══ 原文 ══
このとき、グレートバリアリーフ全体で具体的に何個の卵が産卵されるのか分かるページを教えて下さい。
宜しくお願いします。
"by the zillion"=「無数に」などという記述は散見されますが(下記サイトなど)
http://www.bugbog.com/beaches/australia_beaches/australia_beache...
科学的に見積もった総数の記述はあまりないようです。
無理矢理概算してみるとたとえば以下のようになります。
まずWikipedia等によると、11月〜12月に一斉産卵を行うのはouter reefsつまり環礁の外側のサンゴ群で内側は10月の満月の夜に産卵を行うとあります。ここではinner reefsとouter reefsの正確な面積比率がわからないのでとりあえず「全体で」考えます。全体の面積は344,400平方キロメートルです。
http://en.wikipedia.org/wiki/Great_Barrier_Reef
さらに造礁サンゴのコロニーの単位面積あたりの産卵数が下記文献表1に記載されています(PDF)。
http://www.gsj.jp/Pub/News/pdf/1993/05/93_05_06.pdf
これによると平均して一年に一平方センチあたり389個のようです。Wikipediaによると造礁サンゴの有性生殖は「一年のある時期に同調して」行われるとありますから、とりあえず一斉産卵の時がその機会とします。
http://ja.wikipedia.org/wiki/%E9%80%A0%E7%A4%81%E3%82%B5%E3%83%B...
ここでグレート・バリア・リーフの面積をサンゴコロニーの面積と同じとみなすと、単位面積あたりの個数に全体の面積をかけると産卵数はだいたい9×10^18個、すなわちおよそ900京個になります。
グレート・バリア・リーフの面積=サンゴ礁の面積という仮定が妥当か否かはわかりません。
そもそもサンゴの表面は凹凸があるため、おそらく正確な表面積は計測不可能だと思われます。
科学的に意味のある推測をするには何らかの専門的な研究が必要でしょう。したがって、研究者に妥当性のある概算が可能か否か、そうした文献が存在するか否かを問い合わせるのが早道だと思います。
(個人的見解ですが、逆に記載のあるページがあったとしても科学的な根拠が明記されていない場合は鵜呑みにしないほうがよいのではと思います。)
計算の単純ミスがありました。
解説した概算によると総数は900京ではなく130京程度になります。
ソースとしてWikipediaはお嫌いだそうですが、回答中で利用したデータのオーダーと生態の情報は目を通したすべてのページでほぼ共通していましたので問題ないかと思います。
例によって英語で検索してみましたが、millionsとかzillionsとかa large amountといった記述以上のものは、探し出せませんでした。
以下、調べたところまでメモっておきます。あまり深くは調べられないのですが、ほかにお調べになる方がいらしたら、参考情報としてお役立ていただければと思います。
═══
■ 作業項目 1: サンゴの産卵数についての原文から、「科学的に見積もった総数の記述はあまりないようです。」を含む語句で始まり「計算の単純ミスがありました。」で終わる部分を、一字一句変えずに引用してください。
■ 作業項目 2: サンゴの産卵数についての原文で「まずWikipedia等によると」で始まる段落を、主な事実を残して箇条書きに書き直してください。
══ 元データ ══
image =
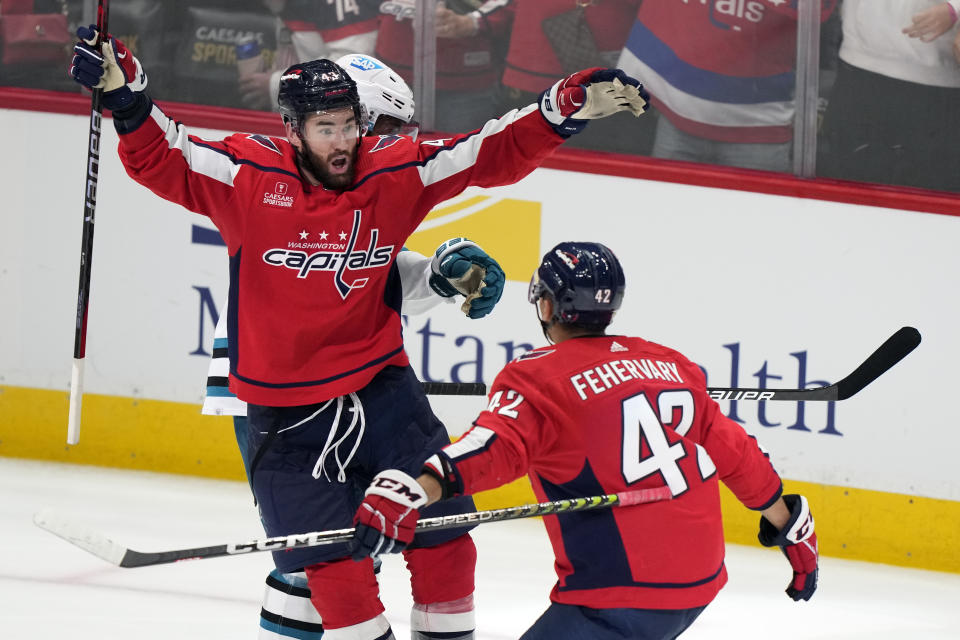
═══
■ 問題の解答 1:
科学的に見積もった総数の記述はあまりないようです。
無理矢理概算してみるとたとえば以下のようになります。
まずWikipedia等によると、11月〜12月に一斉産卵を行うのはouter reefsつまり環礁の外側のサンゴ群で内側は10月の満月の夜に産卵を行うとあります。ここではinner reefsとouter reefsの正確な面積比率がわからないのでとりあえず「全体で」考えます。全体の面積は344,400平方キロメートルです。
http://en.wikipedia.org/wiki/Great_Barrier_Reef
さらに造礁サンゴのコロニーの単位面積あたりの産卵数が下記文献表1に記載されています(PDF)。
http://www.gsj.jp/Pub/News/pdf/1993/05/93_05_06.pdf
これによると平均して一年に一平方センチあたり389個のようです。Wikipediaによると造礁サンゴの有性生殖は「一年のある時期に同調して」行われるとありますから、とりあえず一斉産卵の時がその機会とします。
http://ja.wikipedia.org/wiki/%E9%80%A0%E7%A4%81%E3%82%B5%E3%83%B...
ここでグレート・バリア・リーフの面積をサンゴコロニーの面積と同じとみなすと、単位面積あたりの個数に全体の面積をかけると産卵数はだいたい9×10^18個、すなわちおよそ900京個になります。
グレート・バリア・リーフの面積=サンゴ礁の面積という仮定が妥当か否かはわかりません。
そもそもサンゴの表面は凹凸があるため、おそらく正確な表面積は計測不可能だと思われます。
科学的に意味のある推測をするには何らかの専門的な研究が必要でしょう。したがって、研究者に妥当性のある概算が可能か否か、そうした文献が存在するか否かを問い合わせるのが早道だと思います。
(個人的見解ですが、逆に記載のあるページがあったとしても科学的な根拠が明記されていない場合は鵜呑みにしないほうがよいのではと思います。)
計算の単純ミスがありました。

■ 問題の解答 2:
- Wikipedia等によると、11月〜12月に一斉産卵を行うのはouter reefs（環礁の外側のサンゴ群）で、内側は10月の満月の夜に産卵する。
- inner reefsとouter reefsの正確な面積比率がわからないため、ひとまず「全体で」考える。
- 全体の面積は344,400平方キロメートル。